Czym jest inkluzywność i jak objawia się w biznesie?

Nasuwa się pytanie - co to jest inkluzywność? Definicja jest dość prosta. Ktoś może być innej narodowości, wyznawać inną religię, mieć inną orientację seksualną czy tożsamość płciową. Niektóre osoby posiadają niepełnosprawności, dotknięte zaburzeniami zdrowia psychicznego, rozwoju lub mają za sobą poważne traumy. Inkluzywność to stworzenie środowiska, w którym ludzie czują się dobrze bez względu na swoją odmienność.

Zarządzanie różnorodnością w organizacji może przybrać wiele obliczy. Przede wszystkim można walczyć z niekorzystnymi dla wszelkich mniejszości stereotypami. Warto także dołożyć starań, by każdy pracownik czuł się w organizacji "swój". Na przykład poprzez celowe zwiększenie reprezentacji kobiet czy mniejszości rasowych lub narodowych w firmie.

Jakie są zalety budowania inkluzywnego środowiska pracy?

W biznesie inkluzywność oznacza same zalety. Na zlecenie Deloitte, międzynarodowej firmy doradczej i audytorskiej przeprowadzone badanie w tej sprawie. Co się okazało?

——

§ Treść zadania A
Zlicz wiersze rekordów, które zawierają ciąg „white”, uwzględniając wielkość liter, i podaj wyłącznie tę liczbę.

——

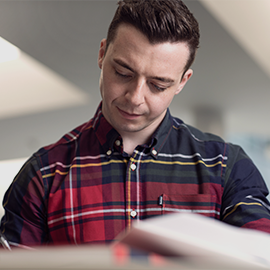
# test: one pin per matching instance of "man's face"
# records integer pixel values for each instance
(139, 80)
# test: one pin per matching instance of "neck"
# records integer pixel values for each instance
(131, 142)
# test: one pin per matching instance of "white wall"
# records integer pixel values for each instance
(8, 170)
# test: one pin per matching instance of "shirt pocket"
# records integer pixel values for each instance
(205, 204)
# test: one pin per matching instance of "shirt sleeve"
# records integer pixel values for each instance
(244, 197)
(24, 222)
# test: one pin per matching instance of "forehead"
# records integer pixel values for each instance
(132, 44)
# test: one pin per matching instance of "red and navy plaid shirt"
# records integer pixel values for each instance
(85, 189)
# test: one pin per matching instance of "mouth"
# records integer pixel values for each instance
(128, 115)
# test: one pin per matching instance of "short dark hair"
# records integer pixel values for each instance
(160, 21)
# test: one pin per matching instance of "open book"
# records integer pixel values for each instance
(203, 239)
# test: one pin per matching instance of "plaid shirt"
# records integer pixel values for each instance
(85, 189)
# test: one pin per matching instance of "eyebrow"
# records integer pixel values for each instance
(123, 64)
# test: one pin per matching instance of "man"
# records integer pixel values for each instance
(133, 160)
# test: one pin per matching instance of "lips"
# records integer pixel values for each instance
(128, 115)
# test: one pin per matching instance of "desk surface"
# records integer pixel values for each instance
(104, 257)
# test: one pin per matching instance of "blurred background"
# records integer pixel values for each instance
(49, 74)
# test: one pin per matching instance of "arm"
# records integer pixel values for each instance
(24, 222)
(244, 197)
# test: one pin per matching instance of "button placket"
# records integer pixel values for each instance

——

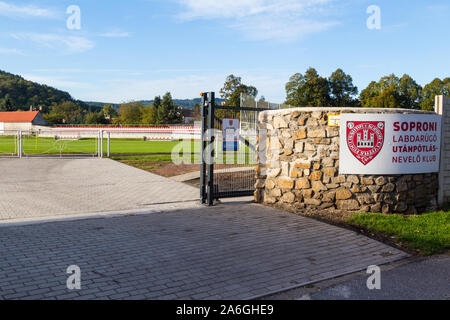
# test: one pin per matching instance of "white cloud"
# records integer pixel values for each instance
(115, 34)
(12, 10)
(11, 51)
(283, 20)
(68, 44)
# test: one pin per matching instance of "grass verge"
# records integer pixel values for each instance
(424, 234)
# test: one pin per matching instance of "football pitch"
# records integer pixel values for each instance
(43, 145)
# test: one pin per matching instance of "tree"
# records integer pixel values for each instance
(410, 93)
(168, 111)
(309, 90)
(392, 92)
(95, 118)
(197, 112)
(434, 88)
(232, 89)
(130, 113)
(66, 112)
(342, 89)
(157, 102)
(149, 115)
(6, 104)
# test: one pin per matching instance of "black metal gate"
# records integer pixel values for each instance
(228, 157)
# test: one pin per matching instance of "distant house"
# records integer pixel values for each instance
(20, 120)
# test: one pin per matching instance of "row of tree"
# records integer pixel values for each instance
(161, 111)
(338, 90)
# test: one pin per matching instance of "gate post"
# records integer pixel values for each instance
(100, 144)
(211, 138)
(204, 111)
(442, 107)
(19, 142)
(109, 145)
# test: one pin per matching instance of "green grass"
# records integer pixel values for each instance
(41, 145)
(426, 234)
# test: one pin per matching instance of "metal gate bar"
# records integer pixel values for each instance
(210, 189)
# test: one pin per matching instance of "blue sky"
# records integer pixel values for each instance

——

§ Treść zadania B
Jak tekst do czytania definiuje inkluzywność?

§ Rozwiązanie zadania A
2

§ Rozwiązanie zadania B
Jako stworzenie środowiska, w którym ludzie czują się dobrze bez względu na swoją odmienność.